→ **CONSIGNE 1**
Recopiez le passage du texte sur Lutte ouvrière et la guerre contre la Russie, en commençant à "Lutte ouvrière a tenu" et en terminant à "éléments le montrent.".
→ **CONSIGNE 2**
Indiquez si chacune des affirmations suivantes concorde avec le texte sur Lutte ouvrière et la guerre contre la Russie, en répondant par oui ou par non et en citant mot pour mot les termes du texte qui tranchent. (a) Lutte ouvrière a tenu son 55e congrès à Marseille. (b) Selon Lutte ouvrière, la guerre n’est pas imminente. (c) Selon Lutte ouvrière, l’économie s’est transformée en économie de guerre.
→ **CONSIGNE 3**
Poursuivez le texte sur Lutte ouvrière et la guerre contre la Russie en partant de sa dernière phrase.

→ **DOCUMENT**
_ _ _ _

Guerre contre la Russie : Lutte ouvrière n’assume plus

20 décembre 2025

Lutte ouvrière a tenu son 55e congrès en région parisienne les 6 et 7 décembre 2025. On aurait pu s’attendre à une position très offensive contre l’intense vague de propagande qui submerge la France au sujet d’une guerre contre la Russie.

Et il y a bien une position qui tend en ce sens. Le souci est qu’en même temps, elle n’assume rien. Trois éléments le montrent.

Le premier élément, c’est que Lutte ouvrière affirme qu’il n’y a pas urgence. Cela contredit pourtant tous les éléments notés dans la chronologie que nous faisons concernant l’escalade militaire française contre la Russie, notamment les propos du Chef d’État-major des Armées françaises (CEMA).

Lutte ouvrière dit la chose suivante :

« La marche à la guerre se fait à petits pas. La guerre n’est pas imminente. Et cela fait partie des problèmes du gouvernement. Il se doit de maintenir une forme de tension alors même qu’il sait que la Russie ne va pas attaquer demain.

Il se sert de la menace russe et de la guerre en Ukraine pour préparer les esprits. Encore une fois, les kits de survie, les plans des agences régionales de santé et des hôpitaux pour accueillir les blessés, cela relève encore surtout de l’opération de propagande.

Le deuxième élément est censé justifier le premier. Ne comprenant pas comment les bourgeoisies européennes se coordonnent, et se focalisant uniquement sur l’industrie de guerre, Lutte ouvrière dit que la bourgeoisie n’a pas encore fait le grand saut vers la guerre.

Là encore, la chronologie indique chaque jour le contraire. Si on se fonde sur les principes de la guerre moderne – et sur le fait que les Ukrainiens, les Polonais et d’autres serviront de chair à canon – alors tout montre que la France marche à la guerre.

Voici ce que dit Lutte ouvrière :

Le secteur de la défense monte en cadence, les profits des marchands d’armes et leurs cours boursiers ont bondi, mais l’économie ne s’est pas du tout transformée en économie de guerre.

Rien à voir avec ce qui se passe en Russie, ni même en Ukraine.

_ _ _ _

→ **JEU DE DONNÉES**
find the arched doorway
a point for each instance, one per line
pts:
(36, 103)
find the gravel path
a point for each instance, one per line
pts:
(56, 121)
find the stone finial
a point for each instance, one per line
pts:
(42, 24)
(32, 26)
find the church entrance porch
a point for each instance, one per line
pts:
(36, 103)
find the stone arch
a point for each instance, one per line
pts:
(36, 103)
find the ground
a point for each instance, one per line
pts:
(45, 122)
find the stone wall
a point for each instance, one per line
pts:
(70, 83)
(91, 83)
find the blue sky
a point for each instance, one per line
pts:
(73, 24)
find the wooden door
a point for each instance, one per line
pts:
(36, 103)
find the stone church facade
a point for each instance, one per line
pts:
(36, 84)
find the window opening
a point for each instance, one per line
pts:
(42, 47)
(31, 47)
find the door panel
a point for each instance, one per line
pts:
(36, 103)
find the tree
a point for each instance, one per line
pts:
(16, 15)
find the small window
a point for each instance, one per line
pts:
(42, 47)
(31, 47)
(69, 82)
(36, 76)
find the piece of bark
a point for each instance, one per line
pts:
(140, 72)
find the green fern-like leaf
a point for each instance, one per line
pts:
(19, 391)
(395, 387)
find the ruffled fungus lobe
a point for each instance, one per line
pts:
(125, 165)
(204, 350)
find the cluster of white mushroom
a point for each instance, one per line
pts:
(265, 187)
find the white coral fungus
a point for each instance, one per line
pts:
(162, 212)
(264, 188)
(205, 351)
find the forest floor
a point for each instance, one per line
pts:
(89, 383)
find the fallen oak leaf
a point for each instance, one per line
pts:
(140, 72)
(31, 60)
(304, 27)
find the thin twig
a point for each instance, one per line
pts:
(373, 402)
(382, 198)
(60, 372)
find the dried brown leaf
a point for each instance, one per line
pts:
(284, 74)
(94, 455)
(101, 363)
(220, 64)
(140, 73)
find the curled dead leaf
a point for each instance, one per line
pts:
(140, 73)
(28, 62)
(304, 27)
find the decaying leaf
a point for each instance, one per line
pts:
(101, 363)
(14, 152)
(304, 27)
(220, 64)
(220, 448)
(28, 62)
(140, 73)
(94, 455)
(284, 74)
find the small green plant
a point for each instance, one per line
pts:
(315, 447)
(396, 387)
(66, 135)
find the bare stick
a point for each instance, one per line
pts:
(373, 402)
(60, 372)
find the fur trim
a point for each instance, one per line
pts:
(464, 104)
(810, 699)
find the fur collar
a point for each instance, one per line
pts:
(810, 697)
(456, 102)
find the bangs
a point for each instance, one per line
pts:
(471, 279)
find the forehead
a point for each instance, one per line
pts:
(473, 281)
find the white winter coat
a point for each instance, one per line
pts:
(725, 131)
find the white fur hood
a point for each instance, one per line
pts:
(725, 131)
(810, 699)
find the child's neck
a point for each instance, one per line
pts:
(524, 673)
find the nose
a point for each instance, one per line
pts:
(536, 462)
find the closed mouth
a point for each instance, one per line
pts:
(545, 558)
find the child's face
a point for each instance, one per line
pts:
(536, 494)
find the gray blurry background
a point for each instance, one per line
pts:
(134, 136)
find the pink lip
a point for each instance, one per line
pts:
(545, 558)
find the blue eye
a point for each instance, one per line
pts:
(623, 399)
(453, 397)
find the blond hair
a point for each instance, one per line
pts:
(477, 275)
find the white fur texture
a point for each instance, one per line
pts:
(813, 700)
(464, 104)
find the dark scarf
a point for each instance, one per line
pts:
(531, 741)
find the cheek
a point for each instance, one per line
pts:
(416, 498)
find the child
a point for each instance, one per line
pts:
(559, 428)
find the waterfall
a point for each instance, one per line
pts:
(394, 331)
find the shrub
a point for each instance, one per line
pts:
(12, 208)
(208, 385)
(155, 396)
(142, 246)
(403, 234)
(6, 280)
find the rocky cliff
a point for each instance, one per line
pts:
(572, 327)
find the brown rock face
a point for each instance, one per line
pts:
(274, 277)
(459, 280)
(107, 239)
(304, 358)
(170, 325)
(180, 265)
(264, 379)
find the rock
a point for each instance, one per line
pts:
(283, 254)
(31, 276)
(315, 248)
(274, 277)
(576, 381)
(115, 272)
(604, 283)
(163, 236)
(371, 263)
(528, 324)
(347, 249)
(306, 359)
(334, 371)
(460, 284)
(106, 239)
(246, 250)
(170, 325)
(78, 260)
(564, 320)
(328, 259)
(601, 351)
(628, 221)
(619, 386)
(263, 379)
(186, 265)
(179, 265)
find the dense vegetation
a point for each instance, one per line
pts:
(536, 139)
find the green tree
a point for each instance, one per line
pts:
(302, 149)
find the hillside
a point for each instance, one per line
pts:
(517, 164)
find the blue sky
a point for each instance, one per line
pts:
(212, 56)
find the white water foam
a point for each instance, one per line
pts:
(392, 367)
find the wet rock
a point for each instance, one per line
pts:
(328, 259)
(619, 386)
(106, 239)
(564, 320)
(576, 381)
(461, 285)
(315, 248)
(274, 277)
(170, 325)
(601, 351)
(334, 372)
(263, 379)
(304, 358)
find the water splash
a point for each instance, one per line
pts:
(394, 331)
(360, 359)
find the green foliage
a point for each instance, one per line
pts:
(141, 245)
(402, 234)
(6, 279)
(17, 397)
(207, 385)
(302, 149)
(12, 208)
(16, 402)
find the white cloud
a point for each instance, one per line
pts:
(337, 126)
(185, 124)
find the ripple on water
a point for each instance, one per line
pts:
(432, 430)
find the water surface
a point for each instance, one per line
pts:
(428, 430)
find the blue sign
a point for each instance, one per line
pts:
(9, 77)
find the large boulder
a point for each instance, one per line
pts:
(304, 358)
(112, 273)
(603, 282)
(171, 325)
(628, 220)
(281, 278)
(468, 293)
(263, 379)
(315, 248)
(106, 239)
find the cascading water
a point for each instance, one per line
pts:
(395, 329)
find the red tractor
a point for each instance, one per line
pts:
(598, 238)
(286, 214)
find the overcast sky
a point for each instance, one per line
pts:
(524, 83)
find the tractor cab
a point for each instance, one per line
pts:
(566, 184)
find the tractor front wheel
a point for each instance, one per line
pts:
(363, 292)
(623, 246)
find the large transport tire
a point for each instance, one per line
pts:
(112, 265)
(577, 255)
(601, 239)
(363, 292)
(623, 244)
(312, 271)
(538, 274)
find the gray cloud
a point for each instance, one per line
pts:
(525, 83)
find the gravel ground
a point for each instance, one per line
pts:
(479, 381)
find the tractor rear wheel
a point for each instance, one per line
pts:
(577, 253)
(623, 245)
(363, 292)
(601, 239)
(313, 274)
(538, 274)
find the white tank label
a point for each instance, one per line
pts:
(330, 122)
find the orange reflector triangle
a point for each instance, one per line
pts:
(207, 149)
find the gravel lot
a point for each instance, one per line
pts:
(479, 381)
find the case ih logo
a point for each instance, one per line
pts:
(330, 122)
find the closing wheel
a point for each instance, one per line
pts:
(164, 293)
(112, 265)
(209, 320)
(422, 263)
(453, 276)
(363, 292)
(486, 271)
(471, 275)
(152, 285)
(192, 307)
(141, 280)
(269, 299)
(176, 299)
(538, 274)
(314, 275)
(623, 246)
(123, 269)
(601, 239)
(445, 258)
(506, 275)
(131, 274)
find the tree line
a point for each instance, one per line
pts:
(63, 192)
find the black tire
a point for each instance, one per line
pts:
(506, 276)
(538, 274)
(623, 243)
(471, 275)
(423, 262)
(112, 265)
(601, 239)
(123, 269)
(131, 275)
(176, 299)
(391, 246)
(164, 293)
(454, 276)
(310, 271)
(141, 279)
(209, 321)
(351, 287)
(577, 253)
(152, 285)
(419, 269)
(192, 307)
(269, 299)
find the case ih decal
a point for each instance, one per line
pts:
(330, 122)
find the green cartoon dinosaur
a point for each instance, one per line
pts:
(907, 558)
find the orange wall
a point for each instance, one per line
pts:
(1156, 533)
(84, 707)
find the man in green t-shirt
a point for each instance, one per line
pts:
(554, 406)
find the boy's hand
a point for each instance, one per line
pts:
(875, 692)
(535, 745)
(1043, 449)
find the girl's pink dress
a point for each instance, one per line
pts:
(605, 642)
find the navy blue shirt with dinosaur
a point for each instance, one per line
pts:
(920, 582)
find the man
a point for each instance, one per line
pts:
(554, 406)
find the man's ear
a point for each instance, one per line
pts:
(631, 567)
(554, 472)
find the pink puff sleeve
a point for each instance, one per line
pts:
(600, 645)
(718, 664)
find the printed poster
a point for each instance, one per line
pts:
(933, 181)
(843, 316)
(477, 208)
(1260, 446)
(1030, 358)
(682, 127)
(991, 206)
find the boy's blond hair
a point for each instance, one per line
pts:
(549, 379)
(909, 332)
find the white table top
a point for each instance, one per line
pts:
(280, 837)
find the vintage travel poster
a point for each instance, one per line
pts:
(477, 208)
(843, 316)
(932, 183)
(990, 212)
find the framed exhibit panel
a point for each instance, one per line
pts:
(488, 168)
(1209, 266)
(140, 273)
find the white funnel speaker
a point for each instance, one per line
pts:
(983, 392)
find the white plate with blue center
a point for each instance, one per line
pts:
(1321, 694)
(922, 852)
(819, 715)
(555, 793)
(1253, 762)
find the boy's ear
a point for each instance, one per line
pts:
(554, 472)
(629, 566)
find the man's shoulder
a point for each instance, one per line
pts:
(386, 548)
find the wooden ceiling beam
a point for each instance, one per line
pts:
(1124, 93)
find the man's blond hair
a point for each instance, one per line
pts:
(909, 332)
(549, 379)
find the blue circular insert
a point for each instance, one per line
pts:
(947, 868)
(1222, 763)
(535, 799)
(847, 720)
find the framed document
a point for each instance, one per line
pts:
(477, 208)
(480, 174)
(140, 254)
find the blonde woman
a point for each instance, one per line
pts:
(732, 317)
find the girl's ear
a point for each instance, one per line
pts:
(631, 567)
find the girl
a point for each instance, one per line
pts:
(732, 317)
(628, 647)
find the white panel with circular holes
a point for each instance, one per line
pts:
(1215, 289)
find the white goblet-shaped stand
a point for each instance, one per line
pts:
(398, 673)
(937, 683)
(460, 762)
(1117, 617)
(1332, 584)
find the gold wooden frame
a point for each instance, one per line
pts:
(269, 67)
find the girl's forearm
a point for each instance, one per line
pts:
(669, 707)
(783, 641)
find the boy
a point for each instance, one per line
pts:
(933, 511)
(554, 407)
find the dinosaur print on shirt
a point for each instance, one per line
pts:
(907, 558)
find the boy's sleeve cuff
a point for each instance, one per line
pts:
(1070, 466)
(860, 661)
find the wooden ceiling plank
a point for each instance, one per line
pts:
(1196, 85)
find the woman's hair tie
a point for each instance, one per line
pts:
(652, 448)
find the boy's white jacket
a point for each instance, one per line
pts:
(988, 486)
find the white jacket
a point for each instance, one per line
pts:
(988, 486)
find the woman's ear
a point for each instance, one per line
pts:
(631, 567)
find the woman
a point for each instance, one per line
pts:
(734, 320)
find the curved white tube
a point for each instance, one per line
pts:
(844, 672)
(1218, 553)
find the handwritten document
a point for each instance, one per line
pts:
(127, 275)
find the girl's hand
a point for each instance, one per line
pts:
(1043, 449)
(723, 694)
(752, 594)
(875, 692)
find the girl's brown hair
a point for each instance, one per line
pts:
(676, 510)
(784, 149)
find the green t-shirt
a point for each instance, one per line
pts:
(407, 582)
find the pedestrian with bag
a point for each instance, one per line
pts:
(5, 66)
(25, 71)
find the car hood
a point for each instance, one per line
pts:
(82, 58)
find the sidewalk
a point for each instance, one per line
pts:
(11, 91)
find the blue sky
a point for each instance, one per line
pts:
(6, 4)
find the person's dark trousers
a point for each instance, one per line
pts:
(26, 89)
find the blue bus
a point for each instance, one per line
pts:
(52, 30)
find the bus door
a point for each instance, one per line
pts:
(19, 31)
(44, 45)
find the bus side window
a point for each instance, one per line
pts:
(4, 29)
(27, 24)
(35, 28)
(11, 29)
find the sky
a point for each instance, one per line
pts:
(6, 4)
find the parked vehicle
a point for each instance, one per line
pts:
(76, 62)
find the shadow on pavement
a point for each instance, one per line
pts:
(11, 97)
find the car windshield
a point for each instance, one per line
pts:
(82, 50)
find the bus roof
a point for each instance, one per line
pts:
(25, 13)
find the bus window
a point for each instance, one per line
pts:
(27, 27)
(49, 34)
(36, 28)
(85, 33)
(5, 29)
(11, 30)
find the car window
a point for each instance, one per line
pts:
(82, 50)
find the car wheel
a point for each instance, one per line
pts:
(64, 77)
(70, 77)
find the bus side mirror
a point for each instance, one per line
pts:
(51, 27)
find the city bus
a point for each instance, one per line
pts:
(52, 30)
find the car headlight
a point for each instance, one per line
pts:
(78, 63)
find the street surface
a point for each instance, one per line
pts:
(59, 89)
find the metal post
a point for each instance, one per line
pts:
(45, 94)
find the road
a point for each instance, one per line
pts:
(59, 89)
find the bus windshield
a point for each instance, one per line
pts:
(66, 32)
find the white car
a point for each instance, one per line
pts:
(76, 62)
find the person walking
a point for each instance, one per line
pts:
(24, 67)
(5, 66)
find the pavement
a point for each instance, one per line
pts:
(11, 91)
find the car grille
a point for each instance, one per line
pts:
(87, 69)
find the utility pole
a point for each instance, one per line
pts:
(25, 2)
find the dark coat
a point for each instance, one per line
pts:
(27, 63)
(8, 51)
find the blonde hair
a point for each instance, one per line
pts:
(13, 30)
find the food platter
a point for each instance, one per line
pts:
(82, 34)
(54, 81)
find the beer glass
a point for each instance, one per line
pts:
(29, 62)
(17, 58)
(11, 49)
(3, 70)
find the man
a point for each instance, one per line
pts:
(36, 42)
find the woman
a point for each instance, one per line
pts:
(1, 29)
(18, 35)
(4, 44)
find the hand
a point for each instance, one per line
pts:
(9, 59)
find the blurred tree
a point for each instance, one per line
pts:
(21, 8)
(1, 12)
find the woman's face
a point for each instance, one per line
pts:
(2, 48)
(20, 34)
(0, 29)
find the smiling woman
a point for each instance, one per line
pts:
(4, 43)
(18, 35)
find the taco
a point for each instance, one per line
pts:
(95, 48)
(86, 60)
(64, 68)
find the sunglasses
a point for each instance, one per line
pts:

_ _ _ _

→ **RÉPONSE RÉDIGÉE 1**
Lutte ouvrière a tenu son 55e congrès en région parisienne les 6 et 7 décembre 2025. On aurait pu s’attendre à une position très offensive contre l’intense vague de propagande qui submerge la France au sujet d’une guerre contre la Russie.

Et il y a bien une position qui tend en ce sens. Le souci est qu’en même temps, elle n’assume rien. Trois éléments le montrent.

→ **RÉPONSE RÉDIGÉE 2**
(a) Non : « Lutte ouvrière a tenu son 55e congrès en région parisienne les 6 et 7 décembre 2025. »
(b) Oui : « La guerre n’est pas imminente. »
(c) Non : « l’économie ne s’est pas du tout transformée en économie de guerre. »

→ **RÉPONSE RÉDIGÉE 3**
L’État ne s’en donne pas encore réellement les moyens, même si le gouvernement a augmenté le budget militaire. Et la bourgeoisie ne va pas se mettre à investir massivement si elle n’est pas sûre des commandes et des profits à en attendre.

Le troisième élément est le plus grave. Il annonce déjà la capitulation de Lutte ouvrière. Il faut se souvenir ici qu’à gauche de la gauche, Lutte ouvrière est une structure qui à l’origine assumait de très nombreux principes du travail clandestin.

Les années 1970-1980 sont loin. Désormais, Lutte ouvrière « brûle » ses militants et ses sympathisants avec les listes électorales. Elle annonce déjà que les choses vont être « compliquées », au lieu de préparer les esprits à se forger et à être prêts à affronter la répression.

Les conditions de militantisme n’auront, elles non plus, rien à voir. Aujourd’hui, on peut encore répondre et opposer au discours de Mandon un tweet citant les paroles de L’Internationale : « S’ils s’obstinent, ces cannibales, à faire de nous des héros, ils sauront bientôt que nos balles sont pour nos propres généraux.« 

On peut le faire sans subir de poursuites pour haute trahison.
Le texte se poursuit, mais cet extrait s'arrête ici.